> Data listing
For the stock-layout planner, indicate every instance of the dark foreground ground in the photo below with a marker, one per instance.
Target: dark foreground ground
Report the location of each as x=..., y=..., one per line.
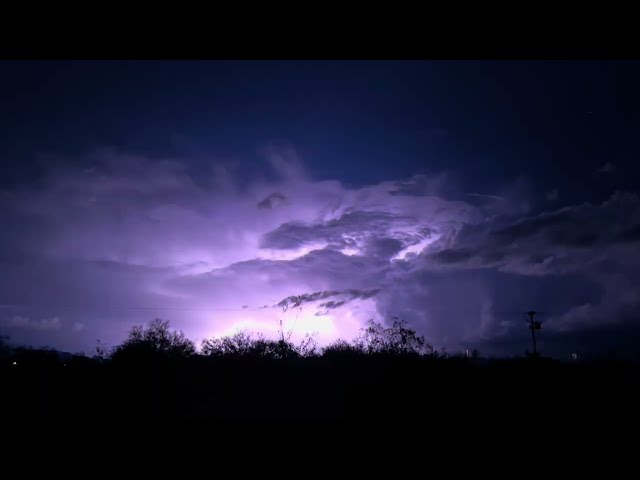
x=402, y=391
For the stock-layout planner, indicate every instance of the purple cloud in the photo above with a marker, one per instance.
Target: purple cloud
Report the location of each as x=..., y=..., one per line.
x=130, y=239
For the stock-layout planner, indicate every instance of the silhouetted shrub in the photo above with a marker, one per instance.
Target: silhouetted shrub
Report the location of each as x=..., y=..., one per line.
x=242, y=344
x=397, y=339
x=342, y=348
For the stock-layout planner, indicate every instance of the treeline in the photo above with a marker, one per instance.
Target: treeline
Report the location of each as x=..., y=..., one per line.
x=158, y=342
x=387, y=373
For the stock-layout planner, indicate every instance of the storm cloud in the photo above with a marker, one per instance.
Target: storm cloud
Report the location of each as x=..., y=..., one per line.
x=91, y=251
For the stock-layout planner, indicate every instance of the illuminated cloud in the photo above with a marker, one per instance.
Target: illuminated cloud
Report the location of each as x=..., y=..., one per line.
x=131, y=239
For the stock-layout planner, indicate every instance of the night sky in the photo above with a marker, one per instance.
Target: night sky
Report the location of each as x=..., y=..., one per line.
x=454, y=195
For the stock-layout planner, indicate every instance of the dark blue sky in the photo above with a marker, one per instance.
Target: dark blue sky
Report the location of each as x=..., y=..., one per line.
x=555, y=122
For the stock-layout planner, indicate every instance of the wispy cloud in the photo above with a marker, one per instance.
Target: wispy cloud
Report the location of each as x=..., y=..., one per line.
x=132, y=239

> What is expected
Please write out the lines again with "marker" swapped for "pin" everywhere and nothing else altered. Leave the pictures out.

> Output below
For the stock-layout planner, indicate every instance of the dark foreground ground in the photo below with a pin, one per instance.
Target: dark foreground ground
Report the location of each as x=..., y=..., one per line.
x=402, y=391
For the stock-layout planner, indicate every instance of the purple cloud in the photo above with a pin, one per instance.
Target: purple cloud
Report the location of each as x=..., y=..., one per line.
x=130, y=239
For the stock-layout planner, indicate every instance of the silhouetted shrub in the photo above with a pin, one per instance.
Target: silhouetted shrub
Report the location of each as x=..., y=..., one per line.
x=242, y=344
x=397, y=339
x=342, y=348
For the stock-layout planner, indicate every instance of the treeline in the photo above with a pin, one per instance.
Target: treeline
Report the location of each as x=..., y=..., one per line.
x=158, y=342
x=387, y=373
For the stock-layout planner, indicate every instance of the storm cloud in the photo above with a pin, one per instance.
Target: storm cloud
Report the location of each as x=..., y=..., one per line.
x=91, y=251
For the stock-layout planner, indicate every instance of the illuminated cloud in the photo above with a pin, one per instance.
Target: illuminated cloud
Report the location of each as x=..., y=..., one per line.
x=131, y=239
For the stock-layout planner, indicate every instance of the night sky in the photo above with a pin, one per instance.
Target: night sky
Report the location of each as x=..., y=..., one per line.
x=454, y=195
For the stock-layout planner, indicate every instance of the dark blue sky in the photo above with a pin, one per instance.
Target: dark blue sky
Report the location of each as x=..., y=..., one per line.
x=555, y=122
For the stock-layout planner, indicate every instance of the wispy cloud in the photo above with a pin, one per instance.
Target: wispy cloud
Report the location of each as x=..., y=..., one per line.
x=132, y=239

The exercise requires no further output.